Text to read>

# # #

Which is Best for my Supply Chain?
Throughout my career in manufacturing, supply chain, and operational excellence (OpEx), one phrase has always guided my thought process: “Continuous Improvement beats postponed perfection.” Stacking incremental improvements on top of each other has proven to be the fastest, surest, and most consistent route to speed, quality improvement, and cost reduction., Leaders and OpEx practitioners sometime interpret this approach as being in competition with the step changes in productivity that come with introducing new technology however. In reality, the pace of technological change demands that organizations quickly adopt new technologies while driving improvement in the processes they support. New technologies are vital tools in a continuous improvement program.
Everyone in business can tell at least one horror story about a new technology integration gone wrong:
- Enterprise Resource Planning (ERP) System Replacements that left companies unable to ship product
- Process automation that severely lengthened lead times
- New Customer Resource Management (CRM) systems that left customers and customer service people frustrated and unable to communicate effectively
In this article, I will focus on a few key fundamentals that will ensure that new technologies are quickly and smoothly integrated into your organization and are viewed as a vital part of the continuous improvement process.
Understand the Value Stream
Before selecting any technological upgrade, organizations must understand their value stream at a very detailed level. The value stream is defined as the set of processes that produce value for the customers – what customers will pay you to do. Everything else is either a process that supports the value stream or waste.
Once identified, the value stream should be optimized for cost, quality, and cycle time. The support processes need to be responsive and flexible and all waste eliminated. Developing this clear understanding of the value stream will guide the design and selection of technology upgrades that fit the organization’s processes and also have the greatest impact on customer satisfaction.
Rigorous Data Management
Most organizations today can produce massive amounts of data on how their company and its processes are performing. Most organizations aren’t willing or aren’t able to organize that data and present it in a way that makes decision-making easy for the people doing the work though.
Coherent data flow into effective dashboards and control towers is critical to understanding and managing the value stream. Every employee at customer contact points, on the operating floor, and in the boardroom deserves to know in real time how they are performing. This will pave the way for effective technology integration, since all will know immediately how the new technology is affecting their performance.

# # #

Set problem 1>
Answer these questions about the supply chain article:
(a) What phrase has guided the writer's thought process throughout a career in manufacturing, supply chain, and OpEx?
(b) How does the article define the value stream?
(c) According to the article, what is coherent data flow into effective dashboards and control towers critical to?
Set problem 2> From the records, print the lines starting with the line that contains "Would you point at the wispy" and going on through the line that contains "point(1039, 223)".

Record excerpts>
# # #

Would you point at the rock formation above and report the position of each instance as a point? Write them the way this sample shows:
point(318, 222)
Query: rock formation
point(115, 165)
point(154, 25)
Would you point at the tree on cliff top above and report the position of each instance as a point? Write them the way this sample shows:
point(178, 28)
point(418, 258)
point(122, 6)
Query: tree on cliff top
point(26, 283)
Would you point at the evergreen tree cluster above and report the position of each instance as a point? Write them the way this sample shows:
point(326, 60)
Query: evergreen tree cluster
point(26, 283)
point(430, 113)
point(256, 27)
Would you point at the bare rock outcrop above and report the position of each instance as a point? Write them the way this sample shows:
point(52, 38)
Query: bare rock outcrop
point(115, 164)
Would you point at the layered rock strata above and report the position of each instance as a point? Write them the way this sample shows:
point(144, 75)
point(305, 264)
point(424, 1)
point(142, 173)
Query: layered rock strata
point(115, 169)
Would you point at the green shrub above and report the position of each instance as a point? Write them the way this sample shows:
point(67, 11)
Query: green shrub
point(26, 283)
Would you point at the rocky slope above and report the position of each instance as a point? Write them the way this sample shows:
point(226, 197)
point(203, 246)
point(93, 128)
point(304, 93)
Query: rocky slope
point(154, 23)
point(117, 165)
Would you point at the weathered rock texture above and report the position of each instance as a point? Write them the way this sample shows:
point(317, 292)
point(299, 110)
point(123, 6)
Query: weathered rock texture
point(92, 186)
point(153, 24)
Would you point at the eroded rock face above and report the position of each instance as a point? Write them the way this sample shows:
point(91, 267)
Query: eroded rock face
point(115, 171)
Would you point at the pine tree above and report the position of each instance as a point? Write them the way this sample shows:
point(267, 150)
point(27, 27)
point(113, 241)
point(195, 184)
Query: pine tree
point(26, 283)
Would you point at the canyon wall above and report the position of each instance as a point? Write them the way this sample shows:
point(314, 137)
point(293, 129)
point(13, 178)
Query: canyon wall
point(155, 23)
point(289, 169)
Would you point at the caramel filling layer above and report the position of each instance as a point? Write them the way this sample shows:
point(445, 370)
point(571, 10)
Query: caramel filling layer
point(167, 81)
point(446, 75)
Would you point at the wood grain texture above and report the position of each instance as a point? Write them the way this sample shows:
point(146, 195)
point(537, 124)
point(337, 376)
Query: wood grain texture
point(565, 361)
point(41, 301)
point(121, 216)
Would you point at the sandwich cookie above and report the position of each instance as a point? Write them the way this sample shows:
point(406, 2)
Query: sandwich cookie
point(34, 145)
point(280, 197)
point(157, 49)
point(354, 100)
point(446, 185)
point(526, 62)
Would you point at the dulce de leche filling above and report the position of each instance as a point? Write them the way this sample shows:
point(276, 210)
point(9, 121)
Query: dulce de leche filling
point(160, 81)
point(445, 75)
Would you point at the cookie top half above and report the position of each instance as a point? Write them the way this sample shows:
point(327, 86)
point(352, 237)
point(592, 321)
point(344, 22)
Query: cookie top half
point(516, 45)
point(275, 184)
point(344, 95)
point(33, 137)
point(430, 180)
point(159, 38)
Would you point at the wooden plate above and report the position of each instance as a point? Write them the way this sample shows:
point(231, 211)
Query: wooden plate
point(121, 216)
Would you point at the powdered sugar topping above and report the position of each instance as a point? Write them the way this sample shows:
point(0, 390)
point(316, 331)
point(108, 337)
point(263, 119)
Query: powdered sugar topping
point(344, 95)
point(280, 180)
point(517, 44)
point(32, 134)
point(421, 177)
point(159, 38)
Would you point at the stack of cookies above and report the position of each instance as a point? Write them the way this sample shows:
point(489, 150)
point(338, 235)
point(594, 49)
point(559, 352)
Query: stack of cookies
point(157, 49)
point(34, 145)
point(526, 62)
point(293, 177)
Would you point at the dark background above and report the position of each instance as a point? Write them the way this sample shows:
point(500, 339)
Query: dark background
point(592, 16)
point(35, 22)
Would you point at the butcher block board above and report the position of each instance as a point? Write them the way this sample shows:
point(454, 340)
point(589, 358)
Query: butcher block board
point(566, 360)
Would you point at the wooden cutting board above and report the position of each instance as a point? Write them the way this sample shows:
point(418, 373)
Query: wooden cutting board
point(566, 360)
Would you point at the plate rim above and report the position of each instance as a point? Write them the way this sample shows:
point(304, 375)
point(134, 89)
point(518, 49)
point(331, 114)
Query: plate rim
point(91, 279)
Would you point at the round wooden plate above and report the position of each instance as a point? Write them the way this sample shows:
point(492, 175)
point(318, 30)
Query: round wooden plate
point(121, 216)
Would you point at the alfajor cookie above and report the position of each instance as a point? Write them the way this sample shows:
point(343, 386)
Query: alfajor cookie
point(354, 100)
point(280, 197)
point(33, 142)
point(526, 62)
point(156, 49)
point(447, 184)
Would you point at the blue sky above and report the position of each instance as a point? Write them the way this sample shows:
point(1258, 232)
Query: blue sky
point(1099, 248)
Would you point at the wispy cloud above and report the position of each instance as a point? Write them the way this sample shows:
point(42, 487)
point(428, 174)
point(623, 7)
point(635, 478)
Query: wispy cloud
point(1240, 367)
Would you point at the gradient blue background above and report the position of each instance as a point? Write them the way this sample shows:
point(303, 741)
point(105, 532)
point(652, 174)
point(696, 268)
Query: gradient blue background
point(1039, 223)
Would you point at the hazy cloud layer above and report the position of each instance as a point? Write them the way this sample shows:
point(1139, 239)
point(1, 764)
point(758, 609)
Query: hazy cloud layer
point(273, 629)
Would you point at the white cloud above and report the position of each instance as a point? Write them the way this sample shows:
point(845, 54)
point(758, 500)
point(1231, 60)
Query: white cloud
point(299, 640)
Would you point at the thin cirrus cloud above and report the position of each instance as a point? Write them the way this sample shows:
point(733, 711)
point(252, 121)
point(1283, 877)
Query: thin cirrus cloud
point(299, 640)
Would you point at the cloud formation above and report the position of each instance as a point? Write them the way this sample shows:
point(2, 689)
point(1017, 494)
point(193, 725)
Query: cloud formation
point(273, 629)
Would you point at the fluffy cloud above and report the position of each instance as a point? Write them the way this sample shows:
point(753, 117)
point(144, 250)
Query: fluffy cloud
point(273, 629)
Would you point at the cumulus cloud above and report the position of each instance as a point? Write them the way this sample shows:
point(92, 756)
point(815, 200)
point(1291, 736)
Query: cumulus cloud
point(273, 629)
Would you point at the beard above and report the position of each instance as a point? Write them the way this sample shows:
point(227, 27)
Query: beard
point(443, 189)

# # #

Result 1>
(a) "Continuous Improvement beats postponed perfection."
(b) The value stream is the set of processes that produce value for the customers, meaning what customers will pay you to do.
(c) It is critical to understanding and managing the value stream.

Result 2>
Would you point at the wispy cloud above and report the position of each instance as a point? Write them the way this sample shows:
point(42, 487)
point(428, 174)
point(623, 7)
point(635, 478)
Query: wispy cloud
point(1240, 367)
Would you point at the gradient blue background above and report the position of each instance as a point? Write them the way this sample shows:
point(303, 741)
point(105, 532)
point(652, 174)
point(696, 268)
Query: gradient blue background
point(1039, 223)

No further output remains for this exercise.